— start Selected extract —

OpenXML: RTL properties not correctly handled in PPTX
Hello Okapi team,
I translated a PPTX file from English to Arabic. The target Arabic file is not right aligned at all. I mean, it's still LTR, not RTL. Is this a known issue? Or did I miss something? I know that MateCat uses okapi filters, and the same issue is there. Is there any workaround for this? How can I generate a well-formatted RTL Arabic PPTX file?
That being said, if I convert the files to sdlxliff, translate it, then save target as from withing Trados Studio, the layout is right-aligned.
Please see screen shot.
Thanks, Mohamed
Comments (22)
-
-
- changed title to OpenXML: RTL properties not correctly handled in PPTX
-
Duplicate:
#957with additional information. -
There is a bit more on the matter.
Columns Right-To-Left attribute
rtlCol="1|0|true|false|on|off"
specifies whether columns are used in a right-to-left or left-to-right order. The usage of this attribute only sets the column order that is used to determine which column overflow text should go to next. If this attribute is omitted, then a value of <0>, or off is implied in which case text will start in the leftmost column and flow to the right.
It can be present in:
- <lnDef> (§5.1.4.1.20); <rich> (§5.7.2.157); <spDef> (§5.1.4.1.27); <t> (§5.9.3.8); <txBody> (§5.8.2.26); <txBody> (§5.1.2.1.40); <txBody> (§5.6.2.33); <txBody> (§4.4.1.47); <txDef> (§5.1.4.1.28); <txPr> (§5.7.2.217)/a:bodyPr
Right To Left attribute
rtl="1|0|true|false|on|off"
specifies whether the table or text is right-to-left or left-to-right in its flow direction. If this attribute is omitted, then a value of <0>, or left-to-right is implied.
It can be present in:
-
p:presentation as Right-To-Left Views which specify if the current view of the user interface is oriented right-to-left or left-to-right. The view is right-to-left is this value is set to true, and left-to-right otherwise.
2. <tbl> (§5.1.6.11)/a:tblPr
3. <fld> (§5.1.5.2.4); <p> (§5.1.5.2.6)/<defPPr> (§5.1.5.2.2); <lvl1pPr> (§5.1.5.4.13); <lvl2pPr> (§5.1.5.4.14); <lvl3pPr> (§5.1.5.4.15); <lvl4pPr> (§5.1.5.4.16); <lvl5pPr> (§5.1.5.4.17); <lvl6pPr> (§5.1.5.4.18); <lvl7pPr> (§5.1.5.4.19); <lvl8pPr> (§5.1.5.4.20); <lvl9pPr> (§5.1.5.4.21); <pPr> (§5.1.5.2.7)

— end Selected extract —

# [Exercise A]
Copy, word for word, the part of the PPTX right-to-left thread starting with "That being said, if" and going on through "on the matter.".
# [Exercise B]
Sum up the PPTX right-to-left thread in two sentences.
# [Exercise C]
According to the PPTX right-to-left thread, what is implied when the rtl attribute is omitted?
You won't need the rows after the PPTX right-to-left thread.

— start Provided material —

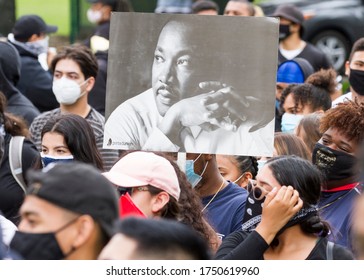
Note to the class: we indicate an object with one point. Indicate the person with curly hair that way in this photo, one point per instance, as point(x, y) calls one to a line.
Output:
point(300, 100)
point(281, 220)
point(336, 155)
point(326, 79)
point(238, 169)
point(290, 144)
point(308, 129)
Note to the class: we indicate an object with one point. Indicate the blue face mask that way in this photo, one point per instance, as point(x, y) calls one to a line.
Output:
point(49, 159)
point(289, 122)
point(192, 177)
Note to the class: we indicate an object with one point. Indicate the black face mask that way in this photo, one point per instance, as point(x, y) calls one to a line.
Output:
point(335, 165)
point(254, 209)
point(284, 31)
point(356, 80)
point(39, 246)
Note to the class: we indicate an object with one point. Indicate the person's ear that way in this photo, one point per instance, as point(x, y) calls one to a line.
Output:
point(159, 201)
point(245, 179)
point(85, 226)
point(347, 68)
point(90, 84)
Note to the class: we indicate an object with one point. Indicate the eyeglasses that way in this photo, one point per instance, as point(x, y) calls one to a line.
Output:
point(258, 191)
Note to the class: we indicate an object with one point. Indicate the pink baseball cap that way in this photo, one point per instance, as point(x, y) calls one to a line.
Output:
point(145, 168)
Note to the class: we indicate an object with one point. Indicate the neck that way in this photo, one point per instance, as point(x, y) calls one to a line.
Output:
point(81, 107)
point(294, 244)
point(83, 254)
point(294, 42)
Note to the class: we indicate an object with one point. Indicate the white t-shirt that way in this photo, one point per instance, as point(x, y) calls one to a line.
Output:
point(133, 125)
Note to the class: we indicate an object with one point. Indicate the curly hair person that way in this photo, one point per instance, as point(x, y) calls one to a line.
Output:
point(348, 118)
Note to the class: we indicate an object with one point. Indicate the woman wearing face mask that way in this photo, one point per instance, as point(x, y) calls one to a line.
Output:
point(281, 220)
point(238, 169)
point(298, 100)
point(336, 155)
point(69, 137)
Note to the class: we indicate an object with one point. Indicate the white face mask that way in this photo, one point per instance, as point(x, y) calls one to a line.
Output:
point(67, 91)
point(94, 16)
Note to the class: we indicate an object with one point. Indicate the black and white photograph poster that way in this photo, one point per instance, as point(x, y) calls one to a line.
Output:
point(191, 83)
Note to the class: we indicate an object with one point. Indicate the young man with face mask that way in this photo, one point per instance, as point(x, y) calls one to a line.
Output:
point(291, 44)
point(354, 69)
point(68, 213)
point(336, 155)
point(74, 73)
point(223, 201)
point(30, 38)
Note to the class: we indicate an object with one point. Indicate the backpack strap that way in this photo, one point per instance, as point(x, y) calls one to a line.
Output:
point(330, 250)
point(15, 160)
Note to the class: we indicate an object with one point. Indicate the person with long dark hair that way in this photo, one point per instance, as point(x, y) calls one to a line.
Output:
point(281, 221)
point(11, 192)
point(69, 137)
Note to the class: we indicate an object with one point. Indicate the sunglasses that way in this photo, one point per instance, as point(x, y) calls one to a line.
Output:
point(258, 191)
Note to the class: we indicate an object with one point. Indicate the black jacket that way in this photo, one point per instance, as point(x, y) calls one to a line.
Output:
point(35, 82)
point(18, 104)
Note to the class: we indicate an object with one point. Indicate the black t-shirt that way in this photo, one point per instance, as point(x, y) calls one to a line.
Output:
point(11, 194)
point(241, 245)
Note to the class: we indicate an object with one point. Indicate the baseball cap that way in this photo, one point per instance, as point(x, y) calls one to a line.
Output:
point(290, 12)
point(203, 5)
point(145, 168)
point(77, 187)
point(294, 71)
point(28, 25)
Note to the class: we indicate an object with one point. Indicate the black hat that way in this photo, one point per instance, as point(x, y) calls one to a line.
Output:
point(28, 25)
point(203, 5)
point(79, 188)
point(290, 12)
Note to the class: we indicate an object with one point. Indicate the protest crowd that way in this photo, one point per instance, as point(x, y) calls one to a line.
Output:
point(63, 195)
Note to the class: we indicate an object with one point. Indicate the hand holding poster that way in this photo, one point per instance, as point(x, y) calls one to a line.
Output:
point(189, 83)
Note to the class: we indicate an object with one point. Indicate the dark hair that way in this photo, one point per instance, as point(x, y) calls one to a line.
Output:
point(81, 55)
point(310, 124)
point(78, 136)
point(13, 125)
point(303, 176)
point(163, 239)
point(247, 164)
point(189, 203)
point(172, 209)
point(290, 144)
point(357, 47)
point(307, 95)
point(325, 80)
point(348, 118)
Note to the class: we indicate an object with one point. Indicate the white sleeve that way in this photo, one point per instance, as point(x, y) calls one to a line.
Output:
point(157, 141)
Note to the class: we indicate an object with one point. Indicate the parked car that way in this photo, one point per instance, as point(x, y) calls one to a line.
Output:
point(331, 25)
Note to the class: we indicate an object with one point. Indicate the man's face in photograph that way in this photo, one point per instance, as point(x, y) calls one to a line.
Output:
point(177, 66)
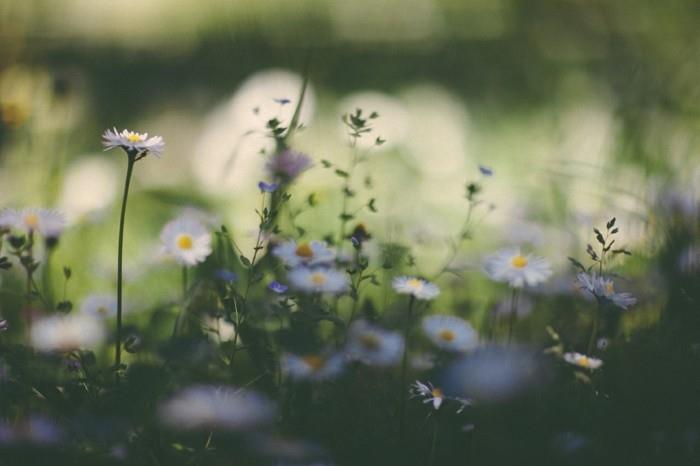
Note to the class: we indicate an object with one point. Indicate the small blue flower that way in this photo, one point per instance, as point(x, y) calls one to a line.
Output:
point(486, 171)
point(277, 287)
point(226, 275)
point(268, 187)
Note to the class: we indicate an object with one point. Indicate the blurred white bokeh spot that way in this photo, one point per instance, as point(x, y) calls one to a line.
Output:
point(228, 156)
point(90, 185)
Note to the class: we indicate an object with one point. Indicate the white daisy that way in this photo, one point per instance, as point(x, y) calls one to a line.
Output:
point(67, 333)
point(186, 240)
point(313, 366)
point(207, 408)
point(294, 254)
point(511, 266)
point(132, 142)
point(435, 395)
point(318, 280)
point(604, 288)
point(581, 360)
point(374, 346)
point(100, 305)
point(416, 287)
point(450, 333)
point(48, 223)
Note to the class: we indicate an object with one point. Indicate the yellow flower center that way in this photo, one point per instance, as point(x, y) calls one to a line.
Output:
point(414, 283)
point(447, 335)
point(370, 342)
point(318, 278)
point(519, 261)
point(304, 250)
point(184, 242)
point(314, 362)
point(31, 220)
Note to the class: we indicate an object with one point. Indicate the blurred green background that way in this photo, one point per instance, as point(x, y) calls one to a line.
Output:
point(584, 109)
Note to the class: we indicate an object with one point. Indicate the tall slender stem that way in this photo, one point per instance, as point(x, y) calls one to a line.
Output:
point(433, 444)
point(404, 367)
point(513, 313)
point(594, 329)
point(120, 248)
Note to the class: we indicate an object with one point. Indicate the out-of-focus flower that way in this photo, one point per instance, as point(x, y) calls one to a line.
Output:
point(100, 305)
point(604, 288)
point(67, 333)
point(486, 171)
point(34, 430)
point(450, 333)
point(494, 373)
point(511, 266)
point(288, 165)
point(435, 395)
point(220, 329)
point(524, 308)
point(267, 187)
point(186, 240)
point(313, 367)
point(374, 346)
point(48, 223)
point(416, 287)
point(277, 287)
point(312, 253)
point(207, 408)
point(133, 142)
point(422, 361)
point(581, 360)
point(318, 280)
point(226, 275)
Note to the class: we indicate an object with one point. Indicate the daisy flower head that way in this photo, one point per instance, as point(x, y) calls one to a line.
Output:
point(48, 223)
point(133, 143)
point(450, 333)
point(318, 280)
point(210, 408)
point(374, 346)
point(294, 254)
point(288, 165)
point(604, 288)
point(416, 287)
point(187, 240)
point(99, 305)
point(517, 269)
point(67, 333)
point(314, 367)
point(581, 360)
point(435, 395)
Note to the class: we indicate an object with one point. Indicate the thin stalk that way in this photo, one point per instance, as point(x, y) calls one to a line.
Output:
point(594, 329)
point(183, 306)
point(433, 444)
point(404, 367)
point(346, 188)
point(120, 253)
point(513, 313)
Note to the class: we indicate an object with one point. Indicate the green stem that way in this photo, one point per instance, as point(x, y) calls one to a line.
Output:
point(513, 313)
point(120, 249)
point(594, 330)
point(433, 444)
point(404, 367)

— end Provided material —

# [Correct answer A]
That being said, if I convert the files to sdlxliff, translate it, then save target as from withing Trados Studio, the layout is right-aligned.
Please see screen shot.
Thanks, Mohamed
Comments (22)
-
-
- changed title to OpenXML: RTL properties not correctly handled in PPTX
-
Duplicate:
#957with additional information. -
There is a bit more on the matter.

# [Correct answer B]
A user who translated a PPTX file from English to Arabic found the output still laid out left-to-right, saw the same problem in MateCat, and got a right-aligned layout only by converting to sdlxliff and saving the target from Trados Studio. The replies describe two attributes: rtlCol, which sets the order that columns are used in, and rtl, which sets whether a table or text flows right-to-left and defaults to left-to-right when left out.

# [Correct answer C]
A value of 0, meaning left-to-right, is implied.